Goal:
Quote word for word the lines below, starting with the line containing "of the metal" and going on through the last line of the items.

Records to use:

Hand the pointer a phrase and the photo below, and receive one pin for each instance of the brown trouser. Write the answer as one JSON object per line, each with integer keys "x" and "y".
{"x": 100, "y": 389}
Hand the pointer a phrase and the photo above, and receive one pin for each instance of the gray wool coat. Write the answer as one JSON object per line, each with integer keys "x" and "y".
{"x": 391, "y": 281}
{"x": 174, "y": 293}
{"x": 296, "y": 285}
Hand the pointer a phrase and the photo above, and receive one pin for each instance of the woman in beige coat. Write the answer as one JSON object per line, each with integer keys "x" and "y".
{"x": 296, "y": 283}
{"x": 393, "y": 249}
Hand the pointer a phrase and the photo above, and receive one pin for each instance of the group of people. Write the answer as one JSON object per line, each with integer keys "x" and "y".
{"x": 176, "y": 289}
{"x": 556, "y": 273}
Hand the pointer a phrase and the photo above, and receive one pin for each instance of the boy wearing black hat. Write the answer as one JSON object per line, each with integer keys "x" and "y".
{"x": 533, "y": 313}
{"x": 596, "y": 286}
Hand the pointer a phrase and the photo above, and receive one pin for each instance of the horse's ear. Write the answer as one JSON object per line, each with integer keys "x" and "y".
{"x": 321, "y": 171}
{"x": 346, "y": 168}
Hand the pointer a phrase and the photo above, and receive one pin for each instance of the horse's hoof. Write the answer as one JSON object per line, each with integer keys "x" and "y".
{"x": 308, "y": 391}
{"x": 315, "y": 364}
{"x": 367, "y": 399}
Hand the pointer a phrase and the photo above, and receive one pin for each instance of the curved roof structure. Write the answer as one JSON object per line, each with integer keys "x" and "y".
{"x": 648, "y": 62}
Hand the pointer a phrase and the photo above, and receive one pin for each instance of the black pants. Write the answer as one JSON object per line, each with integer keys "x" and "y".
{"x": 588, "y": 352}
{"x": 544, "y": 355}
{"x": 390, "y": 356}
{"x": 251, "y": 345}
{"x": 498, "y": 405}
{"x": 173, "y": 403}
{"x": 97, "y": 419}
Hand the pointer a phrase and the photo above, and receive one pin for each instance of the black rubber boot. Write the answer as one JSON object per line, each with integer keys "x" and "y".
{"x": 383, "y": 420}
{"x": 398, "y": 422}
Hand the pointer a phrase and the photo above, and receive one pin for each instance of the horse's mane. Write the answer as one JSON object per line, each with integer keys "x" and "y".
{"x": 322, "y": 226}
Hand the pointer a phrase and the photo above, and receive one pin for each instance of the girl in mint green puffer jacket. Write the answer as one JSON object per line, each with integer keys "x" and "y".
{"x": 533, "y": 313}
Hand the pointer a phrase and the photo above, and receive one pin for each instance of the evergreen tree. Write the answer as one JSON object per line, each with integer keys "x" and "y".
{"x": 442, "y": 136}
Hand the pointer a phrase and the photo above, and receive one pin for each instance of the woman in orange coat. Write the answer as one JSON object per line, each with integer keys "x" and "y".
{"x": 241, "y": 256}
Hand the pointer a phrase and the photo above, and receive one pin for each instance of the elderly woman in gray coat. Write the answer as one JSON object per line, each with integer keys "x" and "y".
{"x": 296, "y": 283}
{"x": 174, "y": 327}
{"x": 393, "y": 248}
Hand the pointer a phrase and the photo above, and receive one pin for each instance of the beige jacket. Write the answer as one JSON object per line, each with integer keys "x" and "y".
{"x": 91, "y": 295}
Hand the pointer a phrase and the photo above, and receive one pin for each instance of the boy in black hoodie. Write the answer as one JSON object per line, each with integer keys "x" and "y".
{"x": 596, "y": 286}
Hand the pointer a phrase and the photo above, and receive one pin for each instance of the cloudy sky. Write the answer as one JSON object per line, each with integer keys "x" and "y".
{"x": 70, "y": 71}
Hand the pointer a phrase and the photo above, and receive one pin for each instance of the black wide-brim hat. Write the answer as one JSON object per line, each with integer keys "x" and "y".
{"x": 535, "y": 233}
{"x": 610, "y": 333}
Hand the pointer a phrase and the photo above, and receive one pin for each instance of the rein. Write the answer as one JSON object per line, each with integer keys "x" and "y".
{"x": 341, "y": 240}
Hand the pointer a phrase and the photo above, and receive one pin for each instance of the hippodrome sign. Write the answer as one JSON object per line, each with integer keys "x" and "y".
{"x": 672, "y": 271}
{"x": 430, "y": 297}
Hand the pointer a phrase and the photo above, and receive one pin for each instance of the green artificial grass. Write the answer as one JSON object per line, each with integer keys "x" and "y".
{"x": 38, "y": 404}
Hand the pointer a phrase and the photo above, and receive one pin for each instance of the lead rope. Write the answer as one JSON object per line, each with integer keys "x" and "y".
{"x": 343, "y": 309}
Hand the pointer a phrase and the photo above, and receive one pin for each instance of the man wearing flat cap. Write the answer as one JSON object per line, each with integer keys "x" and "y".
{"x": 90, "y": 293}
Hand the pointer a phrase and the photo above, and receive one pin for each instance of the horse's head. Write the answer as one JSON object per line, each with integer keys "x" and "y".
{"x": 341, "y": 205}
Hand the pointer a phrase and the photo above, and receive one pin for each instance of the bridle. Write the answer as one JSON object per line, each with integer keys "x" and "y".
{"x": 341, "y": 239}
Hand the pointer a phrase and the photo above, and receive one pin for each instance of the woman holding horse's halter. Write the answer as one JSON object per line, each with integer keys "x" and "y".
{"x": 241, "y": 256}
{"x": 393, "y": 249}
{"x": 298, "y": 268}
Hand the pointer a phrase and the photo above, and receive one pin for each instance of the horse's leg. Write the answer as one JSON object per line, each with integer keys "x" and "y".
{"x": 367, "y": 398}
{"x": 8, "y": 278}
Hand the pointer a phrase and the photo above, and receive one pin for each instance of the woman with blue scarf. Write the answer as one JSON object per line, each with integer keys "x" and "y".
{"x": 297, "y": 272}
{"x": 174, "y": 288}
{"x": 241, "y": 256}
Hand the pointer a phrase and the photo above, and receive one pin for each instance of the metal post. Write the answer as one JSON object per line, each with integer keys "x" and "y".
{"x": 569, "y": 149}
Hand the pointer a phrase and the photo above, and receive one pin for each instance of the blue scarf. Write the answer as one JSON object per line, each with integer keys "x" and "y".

Task result:
Hand the pointer a phrase and the photo above, and receive one pin for each instance of the metal post. Write the answer as one JSON object per line, each with integer keys "x" and "y".
{"x": 569, "y": 149}
Hand the pointer a phrase and the photo above, and receive one pin for each instance of the blue scarf. Write the answer as one JSON object per line, each with integer keys "x" and "y".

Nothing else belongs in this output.